The Georgia Supreme Court has held that if a challenger's petition before an ALJ seeks to overturn the issuance of a permit, “the burden shift[s] to the challenger to show that the permit was wrongfully issued.”  Hughey, supra at.   See also Longleaf, supra, at 768(7).   The parties in this case disagree about how a permit challenger shows that the permit was wrongfully issued in the context of a de novo hearing before an ALJ.

Appellants contend that a “permit challenger must affirmatively demonstrate by a preponderance of the evidence that the permit, or the operation of the permitted activity pursuant to the terms and conditions of the permit, violates or will violate provisions of the applicable statute or the regulations adopted thereunder.”   Appellants argue that permit challengers must affirmatively prove that a permit was “wrongfully issued” under the Coastal Marshlands Protection Act by showing by a preponderance of the evidence that the proposed structure would be contrary to public interest or that a feasible alternative exists.   See OCGA § 12–5–286(h).

Riverkeeper does not dispute that it bears the burden of proof before the ALJ or that the ALJ conducts a de novo hearing.   Instead, it asserts that it can fulfill its burden of showing the permit was “wrongfully issued” by pointing out that the Committee lacked “the information needed to make a valid public interest determination.”   According to Riverkeeper, the Committee lacked “information necessary to make a valid public interest determination” as demonstrated by its special condition for the permit to require MID–ROC to gather data after the permit was issued.   It contends that it can meet its burden “by showing that the permit was wrongfully issued because the applicant and the agency did not meet the standards of the Marsh Act, which require a demonstration by the applicant and findings by the agency before the permit can issue.”   In essence, Riverkeeper asserts that an ALJ should deny a permit if there was insufficient evidence before the Committee showing that a particular structure will not be contrary to the public interest.

We find no merit in Riverkeeper's argument.   Under the Administrative Procedures Act, the ALJ was required to make an “independent determination” based upon the evidence presented and was authorized to make any disposition available to the Committee when it reviewed the permit application.   See Longleaf, supra.   Requiring an ALJ to determine whether a permit applicant met its burden of proof before the Committee would vitiate the long-standing rule that an ALJ must make an independent determination of whether the permit would violate the provisions of the applicable statute or regulations.   See Gwinnett County v. Lake Lanier Assoc., 265 Ga.App. 214, 221(2) (593 S.E.2d 678) (2004) (holding trial court erred by shifting burden of proof to agency to demonstrate compliance with statute when permit challenger “had burden to demonstrate noncompliance”), affirmed in part, reversed in part, Hughey, supra;  In re Coffee County Solid Waste Handling Permit, supra (concluding permit challenger's argument that evidence before agency was insufficient will not sustain their burden of proof before ALJ).

● **Challenge A**: Pick out each line in the records that contains the word "headscarf". Match case exactly.

● **Raw records**:
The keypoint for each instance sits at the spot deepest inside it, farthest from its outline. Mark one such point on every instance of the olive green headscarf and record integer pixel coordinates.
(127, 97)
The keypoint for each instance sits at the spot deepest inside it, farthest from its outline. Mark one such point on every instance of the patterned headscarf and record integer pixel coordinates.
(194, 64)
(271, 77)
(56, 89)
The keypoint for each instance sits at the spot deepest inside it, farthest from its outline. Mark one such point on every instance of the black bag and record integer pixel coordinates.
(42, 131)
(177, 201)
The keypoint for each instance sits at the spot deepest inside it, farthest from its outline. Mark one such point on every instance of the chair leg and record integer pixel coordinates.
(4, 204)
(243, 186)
--
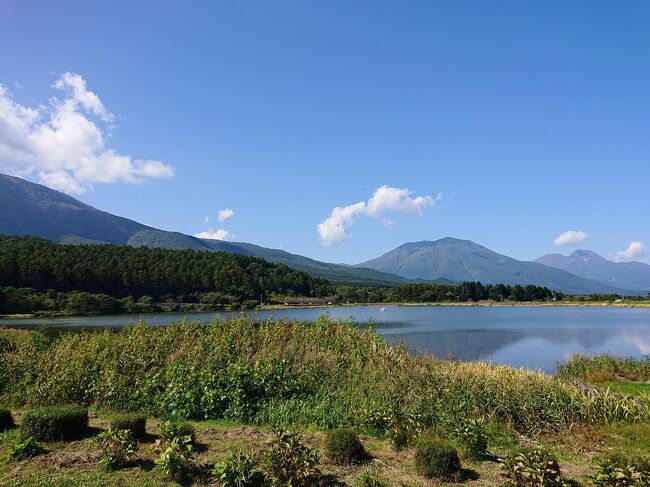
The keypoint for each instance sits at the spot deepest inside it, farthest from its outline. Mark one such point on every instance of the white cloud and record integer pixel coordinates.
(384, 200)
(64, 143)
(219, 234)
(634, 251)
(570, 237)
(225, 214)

● **Challenge B**: Continue the court opinion on a permit challenger's burden of proof before the ALJ from where it stops.

● **Task output A**:
The keypoint for each instance sits at the spot deepest inside it, farthest from its outline. Mark one such point on every instance of the olive green headscarf and record integer pixel coordinates.
The keypoint for each instance sits at the spot deepest inside it, farthest from its outline. Mark one such point on every instance of the patterned headscarf and record integer pixel coordinates.

● **Task output B**:
In this case, the ALJ's order reveals that it carefully considered and analyzed all of the available evidence and independently determined that there was “no credible evidence that the proposed dock” would be contrary to the public interest or that a feasible alternative site existed.   The superior court reviewed these findings and concluded they were supported by some evidence, i.e., some evidence in the hearing before the Committee.   But what evidence was presented to the Committee is irrelevant to this case.   The proper issue for the Superior Court was whether there was enough evidence at the hearing before the ALJ. There was some evidence before the ALJ and therefore its decision should have been affirmed.

Although our Supreme Court has said that the burden (i.e. the burden on one opposed to the permit) must show that the permit was “wrongfully issued,” that decision must be reconciled with other authorities, including the O.S.A.H regulations and case law following Hughey.   We conclude that “wrongfully issued” means that the facts and discretionary decision of the ALJ are contrary to those made by the Committee.   The ALJ hearing is, in reality, not an appellate procedure but a trial de novo in which additional evidence may be introduced.   Thus the issues before the Superior Court are whether the permit was wrongfully issued by the ALJ, i.e., by the Department of Natural Resources, and not whether the permit was wrongfully issued by the Committee.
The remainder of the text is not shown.